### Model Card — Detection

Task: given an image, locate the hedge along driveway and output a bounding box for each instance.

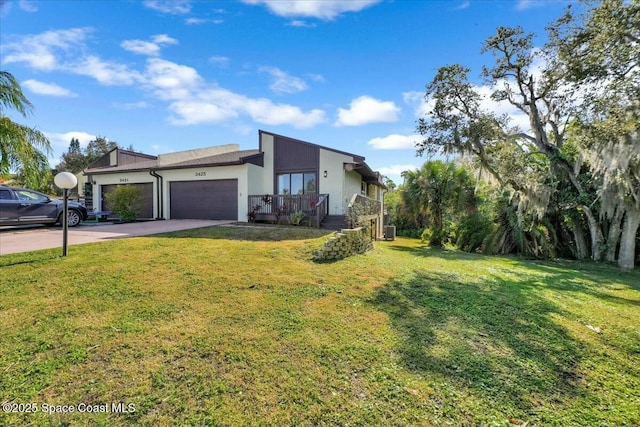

...

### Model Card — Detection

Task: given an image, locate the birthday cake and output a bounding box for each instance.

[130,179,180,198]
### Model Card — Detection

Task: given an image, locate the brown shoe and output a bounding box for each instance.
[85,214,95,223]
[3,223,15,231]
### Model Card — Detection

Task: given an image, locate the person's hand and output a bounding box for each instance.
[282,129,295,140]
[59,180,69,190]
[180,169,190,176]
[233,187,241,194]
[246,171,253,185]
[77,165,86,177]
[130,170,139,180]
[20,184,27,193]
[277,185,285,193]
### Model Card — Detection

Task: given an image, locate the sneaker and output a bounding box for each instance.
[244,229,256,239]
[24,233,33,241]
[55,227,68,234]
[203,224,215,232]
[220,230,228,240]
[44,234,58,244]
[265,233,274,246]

==

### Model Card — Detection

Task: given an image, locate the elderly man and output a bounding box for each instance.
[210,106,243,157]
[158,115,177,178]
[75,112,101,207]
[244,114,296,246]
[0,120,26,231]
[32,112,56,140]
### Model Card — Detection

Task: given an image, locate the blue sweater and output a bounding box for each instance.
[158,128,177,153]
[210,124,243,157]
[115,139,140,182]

What to produce: Which lines in the records above contain the word "given"? Pick out each of those lines and copy it.

Result for this task:
Task: given an image, locate the hedge along driveway and output a bounding box for each instance.
Task: given an image, locate the birthday cake and output a bounding box for each instance.
Task: given an image, locate the brown shoe and output a bounding box for each instance.
Task: given an image, locate the person's hand and output a bounding box for each instance.
Task: given an image, locate the sneaker and output a bounding box for each instance.
Task: given an image, locate the elderly man and output a bounding box for each instance.
Task: given an image, locate the blue sweater and output a bounding box for each instance.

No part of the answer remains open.